Activity.
Beginning at the line that contains "Definition of an", reproduce every line to the end of the material without changing any of them.

Data provided.
--- --- ---

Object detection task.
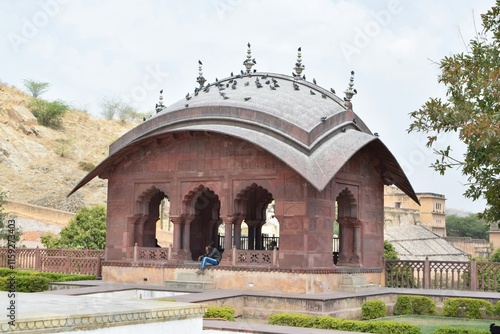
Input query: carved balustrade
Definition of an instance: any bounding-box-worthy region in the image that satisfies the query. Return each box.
[0,248,104,276]
[385,258,500,293]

--- --- ---

Result of this exercise.
Definition of an instance: any bounding-box-worthy region in the image that satisfies the query. Return each box.
[0,248,104,276]
[385,258,500,293]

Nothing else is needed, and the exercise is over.